* _Podany tekst_:

Być może są w tej książce jakieś wartości. Być może rzeczywiście porady jak odmówić warto przeczytać. Ale i tak jestem na nie. Jakoś nie po drodze mi z poradnikami...

niedziela, 6 sierpnia 2017

Indeks szczęścia Juniper Lemon, Julie Israel

Czasami kupię książkę, bo spodoba mi się jej opis a potem okazuje się, że jest to książka młodzieżowa. Tak było w tym przypadku. Zazwyczaj tego żałuję, czego tym razem nie mogę powiedzieć.
Śmierć bliskiej osoby - siostry Juniper - całkowicie zmienia i przewartościowuje jej życie. Świat nie jest już tym ciepłym, szczęśliwym miejscem, jakim był do dnia wypadku. Świat staje się zimny i obojętny. Coś, co kiedyś było ważne, traci na znaczeniu. Aż pewnego dnia Juniper odnajduje list siostry do tajemniczego chłopaka, z którym zrywa. Dziewczyna, która nie miała pojęcia o związku siostry postanawia rozszyfrować kim był odbiorca listu i przekazać mu ostatnią wiadomość Camilli. Powoduje to cały szereg wydarzeń, które okażą się ważne i wartościowe dla życia Juniper. Pozwolą dalej płakać i wzruszać się, buntować, ale też śmiać się, cieszyć, rozmawiać. Pozwolą się zaprzyjaźnić a nawet zakochać.

* _Lista zadań_:
a) Przepisz proszę dokładnie fragment podanego tekstu od „Czasami kupię książkę, bo” do „nie mogę powiedzieć.”.
b) Oceń, czy każde z poniższych stwierdzeń zgadza się z podanym tekstem. Odpowiedz „tak” lub „nie” i przytocz rozstrzygające słowa tekstu.
(i) Osoba pisząca żałuje zakupu książki „Indeks szczęścia Juniper Lemon”.
(ii) Juniper wiedziała wcześniej o związku swojej siostry.
(iii) Juniper znajduje list siostry do tajemniczego chłopaka.
Korzystaj wyłącznie z podanego tekstu.

* _Dane wejściowe_:
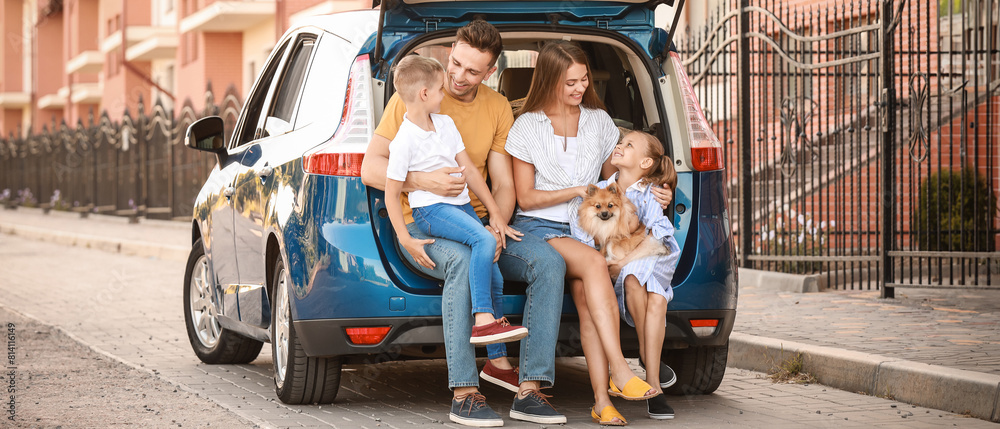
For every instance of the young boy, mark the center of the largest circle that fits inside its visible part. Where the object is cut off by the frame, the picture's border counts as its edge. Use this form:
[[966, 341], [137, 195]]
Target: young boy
[[427, 141]]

* _Rozwiązania zadań_:
a)
Czasami kupię książkę, bo spodoba mi się jej opis a potem okazuje się, że jest to książka młodzieżowa. Tak było w tym przypadku. Zazwyczaj tego żałuję, czego tym razem nie mogę powiedzieć.

b)
(i) Nie – „Zazwyczaj tego żałuję, czego tym razem nie mogę powiedzieć.”
(ii) Nie – „Dziewczyna, która nie miała pojęcia o związku siostry”
(iii) Tak – „Juniper odnajduje list siostry do tajemniczego chłopaka”